▶ **Task prompt**: Could you rewrite all of the records below, substituting "marker" for every "pin" and keeping everything else the same? Leave the pictures out of your answer.

─── Dataset excerpts

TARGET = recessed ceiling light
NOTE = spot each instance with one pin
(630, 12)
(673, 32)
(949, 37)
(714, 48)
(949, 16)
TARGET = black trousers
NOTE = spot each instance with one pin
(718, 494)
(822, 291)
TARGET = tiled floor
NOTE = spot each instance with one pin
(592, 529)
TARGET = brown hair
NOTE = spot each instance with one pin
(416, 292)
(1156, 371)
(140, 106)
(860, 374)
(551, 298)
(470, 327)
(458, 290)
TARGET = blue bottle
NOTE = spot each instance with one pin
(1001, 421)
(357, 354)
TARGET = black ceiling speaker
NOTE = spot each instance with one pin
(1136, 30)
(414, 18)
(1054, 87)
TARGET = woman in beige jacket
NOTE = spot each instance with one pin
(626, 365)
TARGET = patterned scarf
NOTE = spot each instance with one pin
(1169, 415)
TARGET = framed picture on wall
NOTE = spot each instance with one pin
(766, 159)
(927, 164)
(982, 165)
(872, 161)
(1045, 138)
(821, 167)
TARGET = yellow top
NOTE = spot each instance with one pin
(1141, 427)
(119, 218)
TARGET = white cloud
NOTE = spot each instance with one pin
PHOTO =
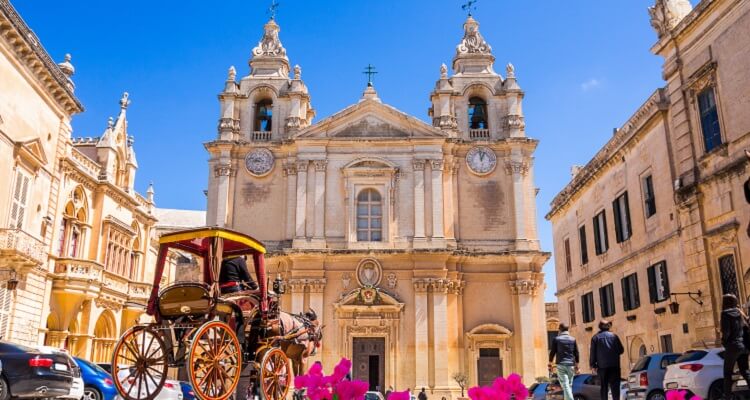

──────

▶ **Response to the exercise**:
TARGET = recessed ceiling light
NOTE = spot each instance with one marker
(630, 12)
(673, 32)
(949, 37)
(714, 48)
(949, 16)
TARGET = black trousers
NOTE = spot each instance with one marker
(718, 494)
(822, 291)
TARGET = tiled floor
NOTE = spot each instance with one marker
(592, 529)
TARGET = brown hair
NOTE = spot each instance with one marker
(416, 292)
(1156, 371)
(140, 106)
(860, 374)
(551, 298)
(470, 327)
(458, 290)
TARGET = blue bottle
NOTE = spot each instance with one marker
(1001, 421)
(357, 354)
TARGET = black ceiling speaker
NOTE = spot each instance with one marker
(1136, 30)
(414, 18)
(1054, 87)
TARGET = woman in beige jacket
NOTE = spot each instance with one marker
(626, 365)
TARGET = patterned scarf
NOTE = spot each instance with one marker
(1169, 415)
TARGET = framed picture on wall
NOTE = spot each instance with one marker
(766, 159)
(927, 164)
(982, 165)
(872, 161)
(1045, 138)
(821, 167)
TARGET = yellow top
NOTE = spot each instance with one marker
(1141, 427)
(119, 218)
TARGET = white cloud
NOTE = spot each instance with one marker
PHOTO =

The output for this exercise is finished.